Tests find deficiencies in measures designed to avoid mad cow disease

May 13, 2001 The Associated Press
More than one third of Colorado cattle-feed producers failed at least part of a federal test of measures designed to keep mad cow disease out of the United States.

So far the disease has not reached American shores, but some industry observers say it is troubling that the protective measures aren't being observed at many points.

The Food and Drug Administration reported the test results in its national database.

The FDA is not yet issuing fines or sanctions to those who break the rules, calling its first rounds of inspections an educational exercise. Of 71 Colorado feed concerns inspected through late 2000 that handled cattle parts, 26 failed to add a warning label that would help prevent that feed from going to live cattle, or 37 percent of the total.

"The present system has no allowance for either human greed or human error, and that's a bad way to proceed," said Carol Tucker Foreman, director of the Food Policy Institute of the Washington, D.C.-based Consumer Federation of America. "It's such a devastating disease for both humans and animals; it's probably worthwhile to take all of the protective steps that we can."

The FDA issued rules in 1997 prohibiting the feeding of cattle or other ruminant parts to U.S. cattle.

More worrisome to some experts was the finding that at the 40 Colorado locations which handle both cattle remains and other protein from pigs or chickens, inspectors were not able to answer the vital question of whether those firms have a system to prevent co-mingling of the materials.

At least nine of those 40 firms also failed to apply the warning label, making it nearly impossible to tell what animal parts were in the feed.

And of 123 Colorado feed locations inspected overall, 35 said they were not aware of the regulations - although some of those were already following the safeguards as their normal practice.

The FDA, which conducted the inspections along with state regulators, is now trying to follow up at each site to see if its education effort brought better compliance with the mad cow rules. They are also instructing the state inspectors who helped them on how to properly complete the query forms.

> RECORD EXCERPTS:

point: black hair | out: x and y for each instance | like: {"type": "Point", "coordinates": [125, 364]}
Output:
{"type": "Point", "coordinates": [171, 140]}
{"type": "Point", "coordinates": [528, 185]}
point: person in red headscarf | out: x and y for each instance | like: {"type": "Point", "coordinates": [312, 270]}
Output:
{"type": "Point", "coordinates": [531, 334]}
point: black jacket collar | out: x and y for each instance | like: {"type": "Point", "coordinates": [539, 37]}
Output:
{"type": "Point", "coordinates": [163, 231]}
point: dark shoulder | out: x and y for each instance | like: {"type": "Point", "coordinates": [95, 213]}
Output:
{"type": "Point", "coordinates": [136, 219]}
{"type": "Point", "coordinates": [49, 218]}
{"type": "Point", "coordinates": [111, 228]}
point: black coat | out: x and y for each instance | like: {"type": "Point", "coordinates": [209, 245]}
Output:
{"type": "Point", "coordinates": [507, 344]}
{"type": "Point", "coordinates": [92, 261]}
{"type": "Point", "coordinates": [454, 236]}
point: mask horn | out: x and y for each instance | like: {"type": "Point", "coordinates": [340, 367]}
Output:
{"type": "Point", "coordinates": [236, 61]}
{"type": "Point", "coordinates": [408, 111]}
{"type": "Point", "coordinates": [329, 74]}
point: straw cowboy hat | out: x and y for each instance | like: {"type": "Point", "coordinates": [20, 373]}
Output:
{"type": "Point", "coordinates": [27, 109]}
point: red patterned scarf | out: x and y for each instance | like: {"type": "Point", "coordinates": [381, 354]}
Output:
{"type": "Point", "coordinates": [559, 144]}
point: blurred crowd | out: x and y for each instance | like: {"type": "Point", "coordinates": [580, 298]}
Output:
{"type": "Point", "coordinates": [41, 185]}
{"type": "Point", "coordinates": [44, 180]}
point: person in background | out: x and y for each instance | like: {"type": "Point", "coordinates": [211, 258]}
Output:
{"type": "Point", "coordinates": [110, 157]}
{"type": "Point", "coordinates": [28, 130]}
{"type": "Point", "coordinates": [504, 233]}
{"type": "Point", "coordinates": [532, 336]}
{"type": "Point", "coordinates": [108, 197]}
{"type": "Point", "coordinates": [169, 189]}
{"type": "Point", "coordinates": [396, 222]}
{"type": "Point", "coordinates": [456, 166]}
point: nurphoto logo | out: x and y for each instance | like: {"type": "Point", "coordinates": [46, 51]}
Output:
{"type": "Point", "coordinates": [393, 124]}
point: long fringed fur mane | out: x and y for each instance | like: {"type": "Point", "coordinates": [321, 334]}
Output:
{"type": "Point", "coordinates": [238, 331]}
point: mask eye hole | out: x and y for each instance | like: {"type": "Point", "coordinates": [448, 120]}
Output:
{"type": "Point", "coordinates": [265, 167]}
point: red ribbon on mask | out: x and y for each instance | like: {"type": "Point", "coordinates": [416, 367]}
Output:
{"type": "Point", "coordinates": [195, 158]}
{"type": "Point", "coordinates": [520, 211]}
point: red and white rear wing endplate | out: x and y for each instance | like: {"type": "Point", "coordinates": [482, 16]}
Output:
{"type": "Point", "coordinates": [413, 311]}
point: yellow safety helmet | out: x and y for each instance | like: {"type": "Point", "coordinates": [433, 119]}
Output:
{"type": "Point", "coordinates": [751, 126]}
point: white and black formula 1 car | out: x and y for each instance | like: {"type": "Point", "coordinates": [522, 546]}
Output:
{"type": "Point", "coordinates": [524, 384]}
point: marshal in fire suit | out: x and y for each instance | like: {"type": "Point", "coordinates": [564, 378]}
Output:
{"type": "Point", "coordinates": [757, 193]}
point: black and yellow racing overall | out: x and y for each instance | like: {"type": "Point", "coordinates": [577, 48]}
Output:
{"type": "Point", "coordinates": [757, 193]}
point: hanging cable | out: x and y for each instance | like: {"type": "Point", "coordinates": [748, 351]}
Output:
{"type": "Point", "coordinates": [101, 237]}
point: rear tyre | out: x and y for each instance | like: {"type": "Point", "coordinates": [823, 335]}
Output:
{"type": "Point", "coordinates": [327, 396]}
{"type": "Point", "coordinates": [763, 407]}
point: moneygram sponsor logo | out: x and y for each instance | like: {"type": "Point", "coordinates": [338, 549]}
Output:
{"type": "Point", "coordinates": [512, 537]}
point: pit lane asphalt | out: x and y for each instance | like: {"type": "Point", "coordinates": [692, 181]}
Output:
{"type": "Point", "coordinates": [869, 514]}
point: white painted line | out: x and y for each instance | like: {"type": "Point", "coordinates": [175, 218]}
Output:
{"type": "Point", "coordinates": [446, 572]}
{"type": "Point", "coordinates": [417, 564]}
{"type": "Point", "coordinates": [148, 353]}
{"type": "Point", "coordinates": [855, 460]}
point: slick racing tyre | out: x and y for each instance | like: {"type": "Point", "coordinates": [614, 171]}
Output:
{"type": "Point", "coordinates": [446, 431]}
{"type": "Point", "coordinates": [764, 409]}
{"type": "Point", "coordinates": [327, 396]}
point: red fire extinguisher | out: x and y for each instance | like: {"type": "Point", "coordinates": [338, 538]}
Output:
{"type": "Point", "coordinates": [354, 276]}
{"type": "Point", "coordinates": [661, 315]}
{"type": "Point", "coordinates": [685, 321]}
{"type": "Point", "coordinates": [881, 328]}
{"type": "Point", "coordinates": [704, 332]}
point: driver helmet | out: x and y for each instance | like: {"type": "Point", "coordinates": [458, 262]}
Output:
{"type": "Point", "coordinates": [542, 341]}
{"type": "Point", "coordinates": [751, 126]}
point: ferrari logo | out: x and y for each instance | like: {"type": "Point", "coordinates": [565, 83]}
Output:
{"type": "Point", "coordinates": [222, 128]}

> WHAT IS REQUIRED:
Could you please say in what year, according to the mad cow article, the FDA issued rules prohibiting the feeding of cattle or other ruminant parts to U.S. cattle? The rows have no connection to the mad cow article.

> SOLUTION TO THIS PROBLEM:
In 1997.